**GIVEN TEXT:**
==============================
Turkey’s win over Georgia gave me a feeling I haven’t felt in a long time
Opinion Chief Football Writer
This was a celebration of football in its rawest, purest form
June 18, 2024 7:23 pm(Updated 7:36 pm)
Real Madrid’s Arda Guler celebrates scoring for Turkey against Georgia (Photo: Getty)
Turkey 3-1 Georgia (Muldur 25?, Guler 65?, Akturkoglu 90+7? | Mikautadze 32?) WESTFALENSTADION — It is the last minute of the first group stage game for both Turkey[1] and Georgia[2], so why does it feel like the last days of Rome, an orgy of colour and energy that is pulling 80,000 people into its orbit?
A goalkeeper has gone up for an equaliser. Five seconds later, a midfielder is through on goal. None of this is normal and now we never want to watch normal again.
Borussia Dortmund’s[3] Yellow Wall will never change colour permanently, but never can it have made more noise than when it went red for an evening. The opening matches of Euro 2024[4] have been raucous and rampant, but you’ve not seen or heard anything like this before. The motorways up from the south to Dortmund were filled with cars waving Turkish flags and horns sounding every time they were forced to come to a stop on the lesser roads into the city.
There are an estimated three million people of Turkish descent in Germany. They could have sold out the Westfalenstadion several times over. Those inside made enough noise for each of those absent.
==============================
**RECORDED DATA:**
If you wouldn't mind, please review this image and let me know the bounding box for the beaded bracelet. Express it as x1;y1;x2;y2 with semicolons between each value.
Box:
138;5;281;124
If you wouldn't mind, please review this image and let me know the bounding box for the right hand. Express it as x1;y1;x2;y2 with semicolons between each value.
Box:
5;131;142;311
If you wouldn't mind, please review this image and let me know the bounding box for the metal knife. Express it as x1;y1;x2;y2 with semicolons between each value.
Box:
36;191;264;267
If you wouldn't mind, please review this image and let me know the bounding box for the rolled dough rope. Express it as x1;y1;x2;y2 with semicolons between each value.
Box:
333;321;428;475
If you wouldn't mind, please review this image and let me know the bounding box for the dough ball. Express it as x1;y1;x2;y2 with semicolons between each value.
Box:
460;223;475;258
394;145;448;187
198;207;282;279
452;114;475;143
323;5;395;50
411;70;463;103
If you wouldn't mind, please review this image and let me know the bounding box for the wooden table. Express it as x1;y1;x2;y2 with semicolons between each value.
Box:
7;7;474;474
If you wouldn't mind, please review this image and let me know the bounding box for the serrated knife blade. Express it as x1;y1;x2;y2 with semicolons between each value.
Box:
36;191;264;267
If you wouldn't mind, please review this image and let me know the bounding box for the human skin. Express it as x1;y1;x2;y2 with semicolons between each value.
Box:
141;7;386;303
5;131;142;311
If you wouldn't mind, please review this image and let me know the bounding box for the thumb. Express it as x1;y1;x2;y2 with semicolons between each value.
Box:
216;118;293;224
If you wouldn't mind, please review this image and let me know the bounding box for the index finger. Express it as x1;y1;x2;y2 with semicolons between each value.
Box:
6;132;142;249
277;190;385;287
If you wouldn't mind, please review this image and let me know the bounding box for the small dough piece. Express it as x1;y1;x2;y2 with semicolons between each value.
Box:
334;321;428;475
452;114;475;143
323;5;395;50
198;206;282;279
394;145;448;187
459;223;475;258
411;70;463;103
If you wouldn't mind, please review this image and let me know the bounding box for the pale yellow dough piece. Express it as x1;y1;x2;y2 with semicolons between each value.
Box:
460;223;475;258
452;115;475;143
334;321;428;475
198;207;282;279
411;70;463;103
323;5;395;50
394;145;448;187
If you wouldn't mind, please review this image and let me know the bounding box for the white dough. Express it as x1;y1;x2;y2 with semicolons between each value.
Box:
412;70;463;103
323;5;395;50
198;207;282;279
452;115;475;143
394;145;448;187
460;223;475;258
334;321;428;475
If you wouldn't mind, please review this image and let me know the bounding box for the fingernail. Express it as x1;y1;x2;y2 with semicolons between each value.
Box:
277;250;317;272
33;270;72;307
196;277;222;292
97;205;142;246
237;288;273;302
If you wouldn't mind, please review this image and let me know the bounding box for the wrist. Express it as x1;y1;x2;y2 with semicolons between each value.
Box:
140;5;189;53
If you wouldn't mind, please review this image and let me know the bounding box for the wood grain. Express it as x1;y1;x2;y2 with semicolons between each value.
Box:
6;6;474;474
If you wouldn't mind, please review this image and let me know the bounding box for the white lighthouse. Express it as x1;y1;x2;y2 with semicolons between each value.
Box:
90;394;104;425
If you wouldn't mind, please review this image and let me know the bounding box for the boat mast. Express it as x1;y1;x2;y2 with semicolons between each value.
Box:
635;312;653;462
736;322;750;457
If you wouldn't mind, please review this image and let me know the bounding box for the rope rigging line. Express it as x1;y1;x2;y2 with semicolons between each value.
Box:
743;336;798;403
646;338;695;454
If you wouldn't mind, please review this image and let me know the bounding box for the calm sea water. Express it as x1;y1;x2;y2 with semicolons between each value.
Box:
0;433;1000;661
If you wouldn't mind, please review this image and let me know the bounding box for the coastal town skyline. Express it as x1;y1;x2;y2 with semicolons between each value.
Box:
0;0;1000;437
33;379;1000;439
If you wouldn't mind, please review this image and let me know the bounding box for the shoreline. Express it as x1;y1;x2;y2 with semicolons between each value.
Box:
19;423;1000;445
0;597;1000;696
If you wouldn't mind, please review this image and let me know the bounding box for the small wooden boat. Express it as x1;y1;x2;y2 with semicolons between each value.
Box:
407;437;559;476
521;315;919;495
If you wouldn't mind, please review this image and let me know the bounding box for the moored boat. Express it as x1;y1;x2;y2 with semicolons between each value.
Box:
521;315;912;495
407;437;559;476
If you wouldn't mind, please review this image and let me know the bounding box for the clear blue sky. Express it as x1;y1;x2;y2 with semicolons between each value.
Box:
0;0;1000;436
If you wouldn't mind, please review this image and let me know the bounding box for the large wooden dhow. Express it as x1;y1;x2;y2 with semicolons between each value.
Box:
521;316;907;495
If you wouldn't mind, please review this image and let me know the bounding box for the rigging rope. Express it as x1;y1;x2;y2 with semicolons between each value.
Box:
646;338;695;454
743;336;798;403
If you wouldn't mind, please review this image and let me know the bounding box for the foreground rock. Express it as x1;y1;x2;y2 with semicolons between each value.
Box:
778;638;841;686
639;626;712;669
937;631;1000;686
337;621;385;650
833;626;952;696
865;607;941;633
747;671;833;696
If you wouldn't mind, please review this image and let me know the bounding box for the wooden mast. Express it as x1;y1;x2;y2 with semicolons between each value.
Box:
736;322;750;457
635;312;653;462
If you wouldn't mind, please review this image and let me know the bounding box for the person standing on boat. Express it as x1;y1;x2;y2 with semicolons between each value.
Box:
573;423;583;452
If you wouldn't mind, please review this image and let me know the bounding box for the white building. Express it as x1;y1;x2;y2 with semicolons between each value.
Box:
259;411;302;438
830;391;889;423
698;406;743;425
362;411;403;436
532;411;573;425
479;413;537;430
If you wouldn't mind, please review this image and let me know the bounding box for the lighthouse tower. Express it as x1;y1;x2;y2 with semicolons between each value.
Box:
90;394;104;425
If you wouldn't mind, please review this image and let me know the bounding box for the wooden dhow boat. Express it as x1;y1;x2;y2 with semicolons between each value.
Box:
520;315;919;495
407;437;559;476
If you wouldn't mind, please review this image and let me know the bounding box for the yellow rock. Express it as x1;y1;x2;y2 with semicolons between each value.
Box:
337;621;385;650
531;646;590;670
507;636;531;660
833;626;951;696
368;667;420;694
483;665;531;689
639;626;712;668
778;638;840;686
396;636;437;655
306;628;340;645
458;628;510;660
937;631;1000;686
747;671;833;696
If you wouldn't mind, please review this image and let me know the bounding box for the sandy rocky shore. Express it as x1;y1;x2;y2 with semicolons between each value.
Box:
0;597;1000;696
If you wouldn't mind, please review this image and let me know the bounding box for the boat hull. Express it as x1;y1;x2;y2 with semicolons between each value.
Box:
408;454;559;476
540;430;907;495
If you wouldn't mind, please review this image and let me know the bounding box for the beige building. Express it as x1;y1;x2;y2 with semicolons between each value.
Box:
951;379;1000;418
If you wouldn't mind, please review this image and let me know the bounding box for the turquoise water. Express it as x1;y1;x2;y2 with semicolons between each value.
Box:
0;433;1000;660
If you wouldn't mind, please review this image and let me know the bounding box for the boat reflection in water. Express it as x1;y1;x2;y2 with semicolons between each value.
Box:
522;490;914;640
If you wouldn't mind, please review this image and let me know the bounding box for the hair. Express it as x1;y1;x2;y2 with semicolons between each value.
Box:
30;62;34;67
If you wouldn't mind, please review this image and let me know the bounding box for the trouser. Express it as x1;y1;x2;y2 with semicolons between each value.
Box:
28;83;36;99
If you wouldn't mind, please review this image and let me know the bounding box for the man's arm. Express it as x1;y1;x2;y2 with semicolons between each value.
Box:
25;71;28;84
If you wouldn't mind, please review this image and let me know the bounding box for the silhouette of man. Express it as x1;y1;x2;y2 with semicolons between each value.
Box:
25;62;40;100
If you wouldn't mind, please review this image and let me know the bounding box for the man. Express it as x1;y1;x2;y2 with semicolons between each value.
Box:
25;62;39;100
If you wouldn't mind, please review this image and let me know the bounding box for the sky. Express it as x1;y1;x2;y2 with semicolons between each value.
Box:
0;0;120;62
==============================
**EXERCISE SET:**
1. According to the Turkey–Georgia match report, how many people of Turkish descent are estimated to live in Germany?
2. Write the next part of the Turkey–Georgia match report, starting after its final sentence.
The rows come from a source separate from the Turkey–Georgia match report.

**EXPECTED OUTPUTS:**
1. An estimated three million.

2.
Uefa charges will land, and they will be appropriate. We cannot laud the best bits and ignore the worst and call ourselves true witnesses. The violence before the game[5], when Turkish and Georgian supporters taunted each other and then rushed together, forced armed police to intervene. That is unacceptable, crossing the line with a generous leap.
Everything else was a celebration of international football in its rawest, purest form that laughed at any attempt from those in power to impose homogeneity.
The power of the noise made it hard to think and that characteristic seemed to pass via osmosis into a group of players who were equally as liable to do something comically poor as sensationally good. As ever, that makes for the best entertainment. The setting helps.
The Westfalenstadion is Europe’s best at producing an atmosphere, although Tuesday’s crowd could have hosted a festival in a library. The rain before the game was incessant and mixed with the smoke of flares to give the occasion a mystical, silvery quality. These are the laboratory conditions for obsessions to be birthed.
Anyone below the age of 10 taken to Turkey vs Georgia will likely become a groundhopper or pin badge collector or be forced to move house in their 40s to store their collection of football club mugs. The moments that mattered were astoundingly beautiful. Mert Muldur’s first goal felt sent from above, a dipping cleared ball landing onto a right foot that half-cushioned, half-wellied a volley into the top corner to send Turkish players streaming around in disbelief and the decibels rising to the point of discomfort.
That may be named Goal of the Tournament or it may not have been the best of the match. Again: that sort of game. Georgia deserve nothing but credit for their part and their heart.
Stunned by an immediate second goal that was ruled out for a marginal offside, in a single moment that agreed that they had little to lose and everything to gain by incisive, relentless counter attacks. Georges Mikautadze’s goal was of lesser quality than the other two, but a bronze medal on this podium is no insult. Scoring your nation’s first ever major tournament goal is far greater reward.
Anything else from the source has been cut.